- TASK ITEM: The answer should be each line from the entries below that has the word "jacket" in it.
***** DATA EXTRACTS
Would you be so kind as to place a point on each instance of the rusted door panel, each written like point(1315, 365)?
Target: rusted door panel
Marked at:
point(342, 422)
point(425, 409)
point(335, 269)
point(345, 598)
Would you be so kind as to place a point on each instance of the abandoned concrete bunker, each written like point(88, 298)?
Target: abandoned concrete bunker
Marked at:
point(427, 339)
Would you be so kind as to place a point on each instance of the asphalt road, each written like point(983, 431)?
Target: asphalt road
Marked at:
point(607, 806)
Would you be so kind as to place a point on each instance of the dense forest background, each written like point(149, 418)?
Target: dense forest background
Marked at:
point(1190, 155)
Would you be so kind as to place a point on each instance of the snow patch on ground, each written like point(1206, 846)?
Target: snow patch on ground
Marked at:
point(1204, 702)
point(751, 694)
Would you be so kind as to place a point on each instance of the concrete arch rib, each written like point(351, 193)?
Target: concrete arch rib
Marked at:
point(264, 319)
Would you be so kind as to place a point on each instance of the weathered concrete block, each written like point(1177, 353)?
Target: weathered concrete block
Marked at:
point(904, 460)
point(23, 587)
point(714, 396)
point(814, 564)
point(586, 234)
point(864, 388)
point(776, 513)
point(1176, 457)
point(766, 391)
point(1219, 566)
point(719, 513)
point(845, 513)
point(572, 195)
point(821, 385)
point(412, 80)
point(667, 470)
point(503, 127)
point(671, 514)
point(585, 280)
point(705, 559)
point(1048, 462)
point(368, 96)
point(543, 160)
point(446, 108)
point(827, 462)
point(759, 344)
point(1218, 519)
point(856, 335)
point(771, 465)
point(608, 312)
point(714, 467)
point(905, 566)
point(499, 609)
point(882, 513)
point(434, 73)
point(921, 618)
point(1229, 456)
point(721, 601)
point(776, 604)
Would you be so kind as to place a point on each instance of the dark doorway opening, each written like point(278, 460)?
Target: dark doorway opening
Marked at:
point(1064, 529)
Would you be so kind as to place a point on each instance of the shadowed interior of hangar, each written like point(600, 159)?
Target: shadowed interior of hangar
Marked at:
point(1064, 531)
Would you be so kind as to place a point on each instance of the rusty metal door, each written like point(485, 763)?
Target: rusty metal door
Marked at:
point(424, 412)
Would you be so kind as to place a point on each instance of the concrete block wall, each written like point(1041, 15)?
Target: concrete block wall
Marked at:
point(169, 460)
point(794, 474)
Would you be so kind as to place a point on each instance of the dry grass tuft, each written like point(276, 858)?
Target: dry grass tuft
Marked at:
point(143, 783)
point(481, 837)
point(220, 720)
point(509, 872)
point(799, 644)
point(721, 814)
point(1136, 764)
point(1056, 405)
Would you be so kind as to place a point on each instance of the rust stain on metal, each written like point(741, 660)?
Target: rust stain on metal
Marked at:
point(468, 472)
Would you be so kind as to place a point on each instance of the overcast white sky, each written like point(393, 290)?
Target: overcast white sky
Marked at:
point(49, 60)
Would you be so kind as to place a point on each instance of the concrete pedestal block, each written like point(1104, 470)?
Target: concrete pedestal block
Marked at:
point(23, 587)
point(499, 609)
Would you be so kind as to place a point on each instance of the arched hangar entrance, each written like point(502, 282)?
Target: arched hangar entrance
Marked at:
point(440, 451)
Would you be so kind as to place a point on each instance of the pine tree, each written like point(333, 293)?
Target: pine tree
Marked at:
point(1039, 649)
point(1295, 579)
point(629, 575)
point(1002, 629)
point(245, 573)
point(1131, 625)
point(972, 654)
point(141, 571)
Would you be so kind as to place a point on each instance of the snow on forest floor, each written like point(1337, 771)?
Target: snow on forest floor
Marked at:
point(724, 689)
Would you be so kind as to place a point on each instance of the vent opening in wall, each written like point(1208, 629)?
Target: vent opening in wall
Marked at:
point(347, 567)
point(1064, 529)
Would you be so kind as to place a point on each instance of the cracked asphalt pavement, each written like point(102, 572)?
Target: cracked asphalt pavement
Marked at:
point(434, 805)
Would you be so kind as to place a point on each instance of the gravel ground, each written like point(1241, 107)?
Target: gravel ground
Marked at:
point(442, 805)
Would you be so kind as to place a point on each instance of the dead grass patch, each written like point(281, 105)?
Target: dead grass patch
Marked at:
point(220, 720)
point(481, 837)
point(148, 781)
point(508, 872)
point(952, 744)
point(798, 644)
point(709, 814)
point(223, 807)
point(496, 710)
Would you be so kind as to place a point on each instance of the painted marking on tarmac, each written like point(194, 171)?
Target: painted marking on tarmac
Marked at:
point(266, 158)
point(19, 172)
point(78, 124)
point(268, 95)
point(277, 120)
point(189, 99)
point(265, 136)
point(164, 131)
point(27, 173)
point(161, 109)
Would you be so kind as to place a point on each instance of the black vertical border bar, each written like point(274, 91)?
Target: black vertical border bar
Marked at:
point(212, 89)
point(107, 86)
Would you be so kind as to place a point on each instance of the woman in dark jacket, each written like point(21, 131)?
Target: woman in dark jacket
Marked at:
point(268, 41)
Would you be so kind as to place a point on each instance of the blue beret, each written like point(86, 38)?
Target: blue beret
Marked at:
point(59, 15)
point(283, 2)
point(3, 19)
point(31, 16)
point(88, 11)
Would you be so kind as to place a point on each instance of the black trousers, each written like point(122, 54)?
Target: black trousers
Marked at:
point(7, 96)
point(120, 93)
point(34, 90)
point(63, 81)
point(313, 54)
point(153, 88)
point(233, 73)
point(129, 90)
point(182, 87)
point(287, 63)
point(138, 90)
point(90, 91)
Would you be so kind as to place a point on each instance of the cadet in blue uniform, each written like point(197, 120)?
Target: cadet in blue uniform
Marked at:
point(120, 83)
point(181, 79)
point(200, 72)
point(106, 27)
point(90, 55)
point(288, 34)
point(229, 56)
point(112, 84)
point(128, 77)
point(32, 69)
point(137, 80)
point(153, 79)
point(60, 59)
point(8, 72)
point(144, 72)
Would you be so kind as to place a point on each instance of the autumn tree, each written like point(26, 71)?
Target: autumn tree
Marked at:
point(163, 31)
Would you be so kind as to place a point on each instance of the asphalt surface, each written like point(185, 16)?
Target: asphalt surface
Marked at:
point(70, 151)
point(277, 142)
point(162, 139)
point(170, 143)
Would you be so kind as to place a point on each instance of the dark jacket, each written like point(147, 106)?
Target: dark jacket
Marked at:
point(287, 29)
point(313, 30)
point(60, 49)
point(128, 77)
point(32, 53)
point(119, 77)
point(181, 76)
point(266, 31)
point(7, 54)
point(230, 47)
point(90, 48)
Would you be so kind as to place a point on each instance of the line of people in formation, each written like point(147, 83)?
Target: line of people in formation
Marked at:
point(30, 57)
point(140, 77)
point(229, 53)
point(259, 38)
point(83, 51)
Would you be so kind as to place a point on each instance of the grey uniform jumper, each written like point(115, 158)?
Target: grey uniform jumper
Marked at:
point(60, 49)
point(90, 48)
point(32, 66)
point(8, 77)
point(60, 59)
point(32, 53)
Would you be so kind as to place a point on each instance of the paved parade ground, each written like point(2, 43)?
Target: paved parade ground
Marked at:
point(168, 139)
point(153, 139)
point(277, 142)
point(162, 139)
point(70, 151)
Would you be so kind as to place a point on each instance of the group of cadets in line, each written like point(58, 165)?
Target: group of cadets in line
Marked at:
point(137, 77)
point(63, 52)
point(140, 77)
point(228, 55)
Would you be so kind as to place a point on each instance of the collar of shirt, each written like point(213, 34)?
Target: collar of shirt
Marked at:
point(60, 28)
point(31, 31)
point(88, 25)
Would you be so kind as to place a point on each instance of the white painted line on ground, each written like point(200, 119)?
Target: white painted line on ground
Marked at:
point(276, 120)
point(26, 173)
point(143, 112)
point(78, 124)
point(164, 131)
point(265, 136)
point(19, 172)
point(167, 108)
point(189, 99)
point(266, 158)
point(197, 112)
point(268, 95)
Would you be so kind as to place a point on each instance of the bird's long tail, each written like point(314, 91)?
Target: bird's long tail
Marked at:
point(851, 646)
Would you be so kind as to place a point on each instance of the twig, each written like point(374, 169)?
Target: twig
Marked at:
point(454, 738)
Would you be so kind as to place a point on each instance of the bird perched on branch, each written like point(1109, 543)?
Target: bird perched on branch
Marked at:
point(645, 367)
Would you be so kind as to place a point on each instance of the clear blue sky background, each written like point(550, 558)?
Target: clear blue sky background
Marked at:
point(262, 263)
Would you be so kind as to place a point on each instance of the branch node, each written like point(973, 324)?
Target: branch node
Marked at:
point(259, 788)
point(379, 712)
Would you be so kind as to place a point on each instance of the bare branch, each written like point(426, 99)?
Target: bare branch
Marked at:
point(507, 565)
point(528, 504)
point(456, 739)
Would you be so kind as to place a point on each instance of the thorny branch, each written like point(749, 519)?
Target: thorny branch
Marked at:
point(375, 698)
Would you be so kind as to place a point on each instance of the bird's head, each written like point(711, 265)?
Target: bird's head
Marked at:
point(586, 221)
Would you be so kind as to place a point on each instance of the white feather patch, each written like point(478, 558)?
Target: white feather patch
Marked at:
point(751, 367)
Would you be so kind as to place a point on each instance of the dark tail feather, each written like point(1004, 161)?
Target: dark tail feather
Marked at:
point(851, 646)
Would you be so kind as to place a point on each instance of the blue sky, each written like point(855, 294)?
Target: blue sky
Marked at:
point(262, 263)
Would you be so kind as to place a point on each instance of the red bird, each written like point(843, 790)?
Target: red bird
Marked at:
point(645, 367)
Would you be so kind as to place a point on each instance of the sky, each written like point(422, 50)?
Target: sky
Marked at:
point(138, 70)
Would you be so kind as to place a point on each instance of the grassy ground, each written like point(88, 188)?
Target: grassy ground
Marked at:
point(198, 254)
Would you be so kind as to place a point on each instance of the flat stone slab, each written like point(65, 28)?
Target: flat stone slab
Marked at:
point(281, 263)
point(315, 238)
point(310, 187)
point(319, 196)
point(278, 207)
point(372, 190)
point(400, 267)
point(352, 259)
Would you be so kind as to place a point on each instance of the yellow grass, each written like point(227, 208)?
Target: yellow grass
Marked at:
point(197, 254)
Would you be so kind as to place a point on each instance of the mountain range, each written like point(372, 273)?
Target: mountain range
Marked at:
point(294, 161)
**********
- EXPECTED ANSWER:
Would you be so kind as to place a point on each instance of the woman in dark jacket, each written like point(21, 131)?
Target: woman in dark jacket
Would you be so kind as to place a point on each instance of the dark jacket, each written like point(147, 106)?
Target: dark jacket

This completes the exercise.